More Core, More Power: The Apple M4 Pro Advantage

November 1, 2024 / Max Weinbach

Key Takeaways:

  • Focus on performances cores for CPU and increased memory bandwidth.
  • Several configurations available for the M4 series chips: M4, M4 Pro, and M4 Max.
  • CPU core count varies from 8 to 16 cores, with combinations of performance and efficiency cores, but focus on performance cores at higher end SKUs.
  • GPU options range from 8 cores to 40 cores.
  • Memory bandwidth varies significantly across models, from 120GB/s to 546GB/s.

Key Specs of Apple M3 vs. M4 Chip Series

Chip Model CPU Core Count GPU Core Count Memory Bandwidth (GB/s) RAM Capacities per SoC NPU TOPS (int4 Datatype)
Apple M3 8 (4P + 4E) 10 102.4 8GB, configurable to 16GB, 24GB 36 TOPS
Apple M4 8 (4P + 4E) 8 120 16GB or 24GB 38 TOPS
Apple M4 10 (4P + 6E) 10 120 16GB or 24GB 38 TOPS
Apple M3 Pro 11 (5P + 6E) 14 153.6 18GB, configurable to 36GB 36 TOPS
Apple M3 Pro 12 (6P + 6E) 18 153.6 18GB, configurable to 36GB 36 TOPS
Apple M4 Pro 12 (8P + 4E) 16 273 24GB, configurable to 48GB 38 TOPS
Apple M4 Pro 14 (10P + 4E) 20 273 24GB, configurable to 48GB 38 TOPS
Apple M3 Max 14 (10P + 4E) 30 307.2 36GB, configurable to 96GB, 128GB 36 TOPS
Apple M3 Max 16 (12P + 4E) 40 409.6 48GB, configurable to 64GB, 128GB 36 TOPS
Apple M4 Max 14 (10P + 4E) 32 410 36GB 38 TOPS
Apple M4 Max 16 (12P + 4E) 40 546 48GB, configurable to 64GB, 128GB 38 TOPS

This week Apple unveiled the M4 Pro and M4 Max chips, which join the existing M4 chip to expand its lineup for personal computers. These chips use TSMC’s N3E 3-nanometer node, improving performance and efficiency with memory bandwidth up to 546GB/s compared to earlier versions. The new M4 chips also add Thunderbolt 5 support for faster data transfer. The updated chips are now available in Apple’s iMac, Mac mini, and MacBook Pro, enhancing performance for a range of professional and creative uses.

The M4 Pro and M4 Max are built for users with demanding tasks like 3D rendering, AI workloads, and video production. The M4 Pro has a 12-core CPU and a 16-core GPU, while the M4 Max offers a 16-core CPU and a 40-core GPU. Both chips include an upgraded Neural Engine, which is twice as fast as the previous generation, enhancing AI processing capabilities. These chips are featured in the latest iMac, Mac mini, and MacBook Pro, delivering improved performance for both everyday tasks and complex creative work.

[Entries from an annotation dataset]
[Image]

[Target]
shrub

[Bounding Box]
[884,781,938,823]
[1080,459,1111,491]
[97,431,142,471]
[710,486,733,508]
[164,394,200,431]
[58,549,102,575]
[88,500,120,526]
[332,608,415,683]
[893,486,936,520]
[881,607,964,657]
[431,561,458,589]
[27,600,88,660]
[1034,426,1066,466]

◆ **WHAT THIS EXERCISE ASKS**:
• A. According to the Apple M4 Pro article, which connection standard do the new M4 chips add support for?
• B. From the Apple M4 Pro article, repeat the part that opens with the words containing "More Core, More" and closes with "to 40 cores.".
• C. Can you turn the paragraph of the Apple M4 Pro article that begins "The M4 Pro and M4 Max are built for" into a short list that keeps its main facts?
This material was taken from a different source than the article.

◆ **RESULTS OF THE TASKS**:
• A. Thunderbolt 5.

• B.
More Core, More Power: The Apple M4 Pro Advantage

November 1, 2024 / Max Weinbach

Key Takeaways:

  • Focus on performances cores for CPU and increased memory bandwidth.
  • Several configurations available for the M4 series chips: M4, M4 Pro, and M4 Max.
  • CPU core count varies from 8 to 16 cores, with combinations of performance and efficiency cores, but focus on performance cores at higher end SKUs.
  • GPU options range from 8 cores to 40 cores.

• C.
- Intended for demanding tasks such as 3D rendering, AI workloads and video production
- M4 Pro: 12-core CPU and 16-core GPU
- M4 Max: 16-core CPU and 40-core GPU
- Both have an upgraded Neural Engine, twice as fast as the previous generation, for better AI processing
- Available in the latest iMac, Mac mini and MacBook Pro, improving performance for everyday and complex creative work